▶ **Work task**
Your output must match the data word for word, with every line included.
___ Data for processing
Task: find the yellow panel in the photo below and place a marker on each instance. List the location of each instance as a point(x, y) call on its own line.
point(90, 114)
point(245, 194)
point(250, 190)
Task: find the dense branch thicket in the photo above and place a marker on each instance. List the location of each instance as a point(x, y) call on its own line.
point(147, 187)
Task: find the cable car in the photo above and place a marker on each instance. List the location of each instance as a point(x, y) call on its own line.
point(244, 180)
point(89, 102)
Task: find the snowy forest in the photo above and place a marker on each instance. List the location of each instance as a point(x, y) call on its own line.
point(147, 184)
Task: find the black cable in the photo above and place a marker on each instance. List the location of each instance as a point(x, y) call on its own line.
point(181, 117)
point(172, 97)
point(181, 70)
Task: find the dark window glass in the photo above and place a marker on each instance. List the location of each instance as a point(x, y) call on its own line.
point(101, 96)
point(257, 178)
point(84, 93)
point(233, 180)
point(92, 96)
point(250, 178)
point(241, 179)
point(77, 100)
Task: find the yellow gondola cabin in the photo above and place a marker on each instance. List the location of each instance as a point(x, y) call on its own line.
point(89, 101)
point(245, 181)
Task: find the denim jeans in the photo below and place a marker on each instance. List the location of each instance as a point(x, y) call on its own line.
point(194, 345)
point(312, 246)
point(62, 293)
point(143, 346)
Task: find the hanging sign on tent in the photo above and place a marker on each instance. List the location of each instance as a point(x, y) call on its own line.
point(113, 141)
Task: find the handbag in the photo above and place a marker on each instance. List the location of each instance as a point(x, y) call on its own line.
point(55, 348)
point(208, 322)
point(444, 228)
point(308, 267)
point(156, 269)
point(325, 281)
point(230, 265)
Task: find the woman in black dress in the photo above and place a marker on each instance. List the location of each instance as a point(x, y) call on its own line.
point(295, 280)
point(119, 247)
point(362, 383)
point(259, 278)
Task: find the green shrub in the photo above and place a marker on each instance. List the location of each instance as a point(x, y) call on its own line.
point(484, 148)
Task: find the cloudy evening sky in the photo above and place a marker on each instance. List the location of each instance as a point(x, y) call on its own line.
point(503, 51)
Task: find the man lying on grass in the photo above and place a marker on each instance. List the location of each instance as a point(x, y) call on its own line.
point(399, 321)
______
▶ **Task result**
Task: find the yellow panel in the photo below and place a marker on each instance. List the location of each instance as a point(x, y) call on its own line.
point(90, 114)
point(245, 194)
point(250, 190)
Task: find the dense branch thicket in the photo above and place a marker on each instance. List the location of each instance as a point(x, y) call on its own line.
point(147, 187)
Task: find the cable car in the photo above and place a marker on each instance. List the location of each instance as a point(x, y) call on its own line.
point(244, 180)
point(89, 102)
Task: find the snowy forest in the photo above and place a marker on each instance. List the location of each instance as a point(x, y) call on its own line.
point(147, 184)
Task: find the black cable in the photo above and place a marker on each instance. List the location of each instance as a point(x, y) call on its own line.
point(181, 117)
point(172, 97)
point(181, 70)
Task: find the dark window glass in the photo above and place a marker on each instance. List the location of each instance as a point(x, y) call on its own line.
point(101, 96)
point(257, 178)
point(84, 93)
point(233, 180)
point(92, 96)
point(250, 178)
point(241, 179)
point(77, 100)
Task: find the yellow gondola cabin in the photo above and place a marker on each instance. List the location of each instance as a point(x, y) call on its own line.
point(89, 101)
point(245, 181)
Task: find the denim jeans in the photo below and place a marker on each instance. List the location of each instance as a point(x, y) call on its own line.
point(194, 345)
point(312, 246)
point(62, 293)
point(143, 346)
Task: find the hanging sign on tent in the photo above and place a marker on each instance. List the location of each instance as a point(x, y) call on its own line.
point(113, 141)
Task: find the handbag in the photo above and place a marker on each instance. List the location of each instance as a point(x, y) call on its own line.
point(55, 348)
point(208, 322)
point(444, 228)
point(308, 267)
point(156, 269)
point(325, 281)
point(230, 265)
Task: find the woman in black dress in the photo above and place a marker on each instance. List the location of each instance as a point(x, y) call on its own line.
point(295, 280)
point(119, 247)
point(362, 383)
point(259, 278)
Task: find the green shrub in the photo above and place a marker on each instance. List the location of each instance as a point(x, y) call on its own line.
point(484, 148)
Task: find the cloudy evening sky in the photo above and place a marker on each instance. List the location of each instance as a point(x, y) call on its own line.
point(503, 51)
Task: find the man lying on grass in the photo above and place a marker on each instance. List the location of each instance as a point(x, y) call on its own line.
point(399, 321)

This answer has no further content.